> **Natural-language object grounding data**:
============

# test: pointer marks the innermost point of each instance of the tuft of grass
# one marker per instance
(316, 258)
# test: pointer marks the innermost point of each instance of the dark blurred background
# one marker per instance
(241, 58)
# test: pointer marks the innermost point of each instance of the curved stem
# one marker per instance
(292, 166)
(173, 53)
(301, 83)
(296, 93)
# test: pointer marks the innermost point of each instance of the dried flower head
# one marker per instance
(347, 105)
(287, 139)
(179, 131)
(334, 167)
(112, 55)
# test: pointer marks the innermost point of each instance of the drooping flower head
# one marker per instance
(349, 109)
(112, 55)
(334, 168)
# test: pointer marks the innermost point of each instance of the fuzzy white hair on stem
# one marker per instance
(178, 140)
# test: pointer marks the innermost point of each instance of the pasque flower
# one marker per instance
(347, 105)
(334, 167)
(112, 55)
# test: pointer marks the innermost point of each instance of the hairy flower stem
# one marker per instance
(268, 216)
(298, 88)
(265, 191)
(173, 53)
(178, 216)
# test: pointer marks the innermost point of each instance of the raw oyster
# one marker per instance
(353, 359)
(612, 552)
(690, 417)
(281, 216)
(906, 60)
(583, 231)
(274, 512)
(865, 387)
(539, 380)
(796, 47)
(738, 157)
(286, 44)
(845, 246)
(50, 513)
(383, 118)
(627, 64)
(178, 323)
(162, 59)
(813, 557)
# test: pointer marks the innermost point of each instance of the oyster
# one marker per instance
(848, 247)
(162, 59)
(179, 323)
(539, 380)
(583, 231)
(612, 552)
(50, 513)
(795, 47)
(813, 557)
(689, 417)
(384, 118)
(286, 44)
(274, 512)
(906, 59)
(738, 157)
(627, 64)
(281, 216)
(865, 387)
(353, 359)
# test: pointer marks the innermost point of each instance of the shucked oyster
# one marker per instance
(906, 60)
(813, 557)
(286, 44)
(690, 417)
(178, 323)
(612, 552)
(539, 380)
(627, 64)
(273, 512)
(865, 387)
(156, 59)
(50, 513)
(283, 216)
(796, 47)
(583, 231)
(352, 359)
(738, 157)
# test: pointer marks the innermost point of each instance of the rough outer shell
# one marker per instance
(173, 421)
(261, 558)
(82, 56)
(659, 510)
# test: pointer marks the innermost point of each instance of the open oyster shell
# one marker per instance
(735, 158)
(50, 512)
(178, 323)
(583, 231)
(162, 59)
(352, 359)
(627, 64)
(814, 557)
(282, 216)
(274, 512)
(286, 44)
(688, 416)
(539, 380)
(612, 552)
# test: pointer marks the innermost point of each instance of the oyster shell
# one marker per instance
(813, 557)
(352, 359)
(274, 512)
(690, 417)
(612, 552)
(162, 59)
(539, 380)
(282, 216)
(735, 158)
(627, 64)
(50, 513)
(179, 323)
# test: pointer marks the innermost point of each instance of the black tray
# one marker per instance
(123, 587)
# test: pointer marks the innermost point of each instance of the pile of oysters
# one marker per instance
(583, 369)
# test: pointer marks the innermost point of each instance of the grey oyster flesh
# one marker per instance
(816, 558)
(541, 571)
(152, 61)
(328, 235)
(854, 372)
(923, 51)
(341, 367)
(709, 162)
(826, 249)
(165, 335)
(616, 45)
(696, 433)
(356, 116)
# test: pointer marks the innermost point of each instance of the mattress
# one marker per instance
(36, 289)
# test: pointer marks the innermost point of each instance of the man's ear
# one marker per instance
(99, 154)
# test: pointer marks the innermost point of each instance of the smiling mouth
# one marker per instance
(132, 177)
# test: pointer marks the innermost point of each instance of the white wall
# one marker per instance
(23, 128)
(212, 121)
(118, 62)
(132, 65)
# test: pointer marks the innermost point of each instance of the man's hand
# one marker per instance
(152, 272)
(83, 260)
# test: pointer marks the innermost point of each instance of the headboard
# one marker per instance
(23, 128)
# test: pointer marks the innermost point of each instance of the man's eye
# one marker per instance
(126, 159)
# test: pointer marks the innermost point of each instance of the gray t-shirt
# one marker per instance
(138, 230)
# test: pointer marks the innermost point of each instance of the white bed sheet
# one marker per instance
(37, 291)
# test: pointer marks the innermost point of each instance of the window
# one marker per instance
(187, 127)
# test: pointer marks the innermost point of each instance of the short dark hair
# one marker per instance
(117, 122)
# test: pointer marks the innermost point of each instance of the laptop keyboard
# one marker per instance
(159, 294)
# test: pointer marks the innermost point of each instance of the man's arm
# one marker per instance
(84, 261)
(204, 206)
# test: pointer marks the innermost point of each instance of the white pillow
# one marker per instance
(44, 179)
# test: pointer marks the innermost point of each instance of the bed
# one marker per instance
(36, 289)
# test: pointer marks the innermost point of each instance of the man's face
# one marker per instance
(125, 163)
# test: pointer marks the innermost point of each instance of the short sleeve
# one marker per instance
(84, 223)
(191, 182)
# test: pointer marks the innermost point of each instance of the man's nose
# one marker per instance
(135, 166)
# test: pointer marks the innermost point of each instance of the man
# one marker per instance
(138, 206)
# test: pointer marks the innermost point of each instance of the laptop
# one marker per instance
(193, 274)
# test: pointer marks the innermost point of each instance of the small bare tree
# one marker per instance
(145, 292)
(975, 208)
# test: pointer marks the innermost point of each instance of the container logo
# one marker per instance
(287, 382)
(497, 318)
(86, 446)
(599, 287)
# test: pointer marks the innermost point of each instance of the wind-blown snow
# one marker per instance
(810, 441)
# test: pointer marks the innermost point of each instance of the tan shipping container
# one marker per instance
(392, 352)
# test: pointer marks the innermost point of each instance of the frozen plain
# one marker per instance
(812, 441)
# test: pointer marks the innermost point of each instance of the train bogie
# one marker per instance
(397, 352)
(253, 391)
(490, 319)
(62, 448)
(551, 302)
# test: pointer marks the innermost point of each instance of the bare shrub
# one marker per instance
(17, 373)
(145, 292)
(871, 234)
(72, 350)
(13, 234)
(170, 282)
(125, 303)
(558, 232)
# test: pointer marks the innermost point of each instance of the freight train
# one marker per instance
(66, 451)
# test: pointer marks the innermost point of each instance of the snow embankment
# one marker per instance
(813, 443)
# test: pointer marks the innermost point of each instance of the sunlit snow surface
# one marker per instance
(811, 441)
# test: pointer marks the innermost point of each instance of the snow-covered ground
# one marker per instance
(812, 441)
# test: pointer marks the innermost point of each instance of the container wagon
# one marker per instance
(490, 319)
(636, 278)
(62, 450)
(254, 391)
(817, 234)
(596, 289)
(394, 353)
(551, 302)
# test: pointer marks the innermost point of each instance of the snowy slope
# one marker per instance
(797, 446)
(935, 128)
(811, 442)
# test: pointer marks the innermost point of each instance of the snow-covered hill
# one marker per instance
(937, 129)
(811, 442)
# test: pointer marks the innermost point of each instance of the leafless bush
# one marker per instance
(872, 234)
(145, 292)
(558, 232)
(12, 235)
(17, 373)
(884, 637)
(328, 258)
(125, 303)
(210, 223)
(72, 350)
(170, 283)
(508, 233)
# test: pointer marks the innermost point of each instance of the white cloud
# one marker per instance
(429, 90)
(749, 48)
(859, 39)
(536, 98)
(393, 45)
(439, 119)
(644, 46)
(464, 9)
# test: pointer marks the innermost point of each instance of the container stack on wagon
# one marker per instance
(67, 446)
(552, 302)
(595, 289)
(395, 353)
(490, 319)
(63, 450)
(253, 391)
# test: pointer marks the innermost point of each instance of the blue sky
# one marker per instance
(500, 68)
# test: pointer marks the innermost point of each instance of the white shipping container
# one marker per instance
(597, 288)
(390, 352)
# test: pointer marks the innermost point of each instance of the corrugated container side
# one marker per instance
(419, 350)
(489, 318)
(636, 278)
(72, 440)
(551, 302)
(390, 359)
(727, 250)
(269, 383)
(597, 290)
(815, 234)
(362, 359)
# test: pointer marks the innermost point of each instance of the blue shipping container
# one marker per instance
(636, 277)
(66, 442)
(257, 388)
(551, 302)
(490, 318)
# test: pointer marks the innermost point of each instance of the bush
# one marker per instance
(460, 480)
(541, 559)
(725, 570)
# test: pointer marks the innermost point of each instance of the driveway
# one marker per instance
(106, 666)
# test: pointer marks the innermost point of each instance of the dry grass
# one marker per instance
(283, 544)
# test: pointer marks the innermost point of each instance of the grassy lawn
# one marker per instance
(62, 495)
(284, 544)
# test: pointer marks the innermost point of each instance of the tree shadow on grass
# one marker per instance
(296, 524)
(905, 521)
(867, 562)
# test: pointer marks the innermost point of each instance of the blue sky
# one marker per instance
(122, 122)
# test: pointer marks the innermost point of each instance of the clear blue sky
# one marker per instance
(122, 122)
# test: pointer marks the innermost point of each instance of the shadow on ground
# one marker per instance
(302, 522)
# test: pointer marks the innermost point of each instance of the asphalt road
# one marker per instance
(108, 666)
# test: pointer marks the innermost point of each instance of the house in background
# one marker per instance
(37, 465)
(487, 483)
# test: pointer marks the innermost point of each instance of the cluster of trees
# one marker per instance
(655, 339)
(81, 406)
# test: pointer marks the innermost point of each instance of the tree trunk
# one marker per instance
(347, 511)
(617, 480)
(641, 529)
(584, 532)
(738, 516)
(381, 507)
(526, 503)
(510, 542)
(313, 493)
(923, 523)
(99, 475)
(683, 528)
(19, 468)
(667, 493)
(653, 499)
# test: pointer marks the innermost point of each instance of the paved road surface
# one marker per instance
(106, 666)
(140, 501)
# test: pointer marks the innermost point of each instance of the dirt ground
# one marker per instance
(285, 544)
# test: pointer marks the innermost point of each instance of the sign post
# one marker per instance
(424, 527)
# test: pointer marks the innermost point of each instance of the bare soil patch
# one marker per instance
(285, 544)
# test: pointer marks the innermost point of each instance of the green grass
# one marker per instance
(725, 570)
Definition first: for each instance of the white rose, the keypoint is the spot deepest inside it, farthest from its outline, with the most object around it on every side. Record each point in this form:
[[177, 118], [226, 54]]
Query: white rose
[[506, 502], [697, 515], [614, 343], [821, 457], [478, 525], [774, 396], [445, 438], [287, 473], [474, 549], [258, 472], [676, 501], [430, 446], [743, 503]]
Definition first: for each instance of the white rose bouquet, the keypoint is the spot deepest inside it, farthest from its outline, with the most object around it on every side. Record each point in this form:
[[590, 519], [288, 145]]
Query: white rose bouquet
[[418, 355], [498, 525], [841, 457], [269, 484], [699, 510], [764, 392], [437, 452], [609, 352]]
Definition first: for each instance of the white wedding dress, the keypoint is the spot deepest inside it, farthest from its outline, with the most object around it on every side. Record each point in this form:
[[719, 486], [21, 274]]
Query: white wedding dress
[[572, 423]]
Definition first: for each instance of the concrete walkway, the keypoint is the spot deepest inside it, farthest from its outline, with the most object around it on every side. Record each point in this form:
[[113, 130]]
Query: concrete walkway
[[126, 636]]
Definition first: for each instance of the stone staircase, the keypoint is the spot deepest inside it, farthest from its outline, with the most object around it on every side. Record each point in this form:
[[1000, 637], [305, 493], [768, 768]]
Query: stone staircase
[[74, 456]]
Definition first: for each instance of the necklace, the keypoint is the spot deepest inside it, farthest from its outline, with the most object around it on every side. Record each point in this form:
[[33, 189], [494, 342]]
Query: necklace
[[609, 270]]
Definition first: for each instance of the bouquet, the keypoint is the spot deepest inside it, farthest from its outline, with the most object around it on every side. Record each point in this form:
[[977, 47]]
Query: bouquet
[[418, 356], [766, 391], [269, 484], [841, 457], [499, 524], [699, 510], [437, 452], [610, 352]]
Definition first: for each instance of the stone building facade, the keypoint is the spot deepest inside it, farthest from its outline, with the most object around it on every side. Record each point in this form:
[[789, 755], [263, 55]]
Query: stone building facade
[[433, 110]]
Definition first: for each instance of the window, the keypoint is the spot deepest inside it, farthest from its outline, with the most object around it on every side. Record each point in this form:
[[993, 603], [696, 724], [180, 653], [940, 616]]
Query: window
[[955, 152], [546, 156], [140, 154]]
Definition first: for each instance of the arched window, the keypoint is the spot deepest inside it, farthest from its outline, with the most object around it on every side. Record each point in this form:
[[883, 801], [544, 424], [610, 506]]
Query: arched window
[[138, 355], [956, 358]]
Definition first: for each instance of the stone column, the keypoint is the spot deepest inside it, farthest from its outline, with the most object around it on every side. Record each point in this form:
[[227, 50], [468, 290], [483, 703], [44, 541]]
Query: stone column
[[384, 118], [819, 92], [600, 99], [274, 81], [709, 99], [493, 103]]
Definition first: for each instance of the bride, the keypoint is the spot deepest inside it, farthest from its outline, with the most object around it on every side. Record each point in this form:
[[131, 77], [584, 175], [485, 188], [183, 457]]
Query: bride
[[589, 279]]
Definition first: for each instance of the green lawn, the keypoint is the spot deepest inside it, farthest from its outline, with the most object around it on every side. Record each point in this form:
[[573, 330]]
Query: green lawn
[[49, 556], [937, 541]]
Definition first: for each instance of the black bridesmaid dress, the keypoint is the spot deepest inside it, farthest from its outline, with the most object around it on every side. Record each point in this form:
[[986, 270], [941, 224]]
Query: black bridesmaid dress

============

> **Goal of the exercise**: When a line in the data contains the string "black", copy that line.

> **Result of the exercise**:
# test: pointer marks the innermost point of each instance of the black tray
Definition first: for each instance of the black bridesmaid dress, the keypoint is the spot deepest inside it, farthest from its outline, with the most object around it on every side. Record each point in this form:
Query: black bridesmaid dress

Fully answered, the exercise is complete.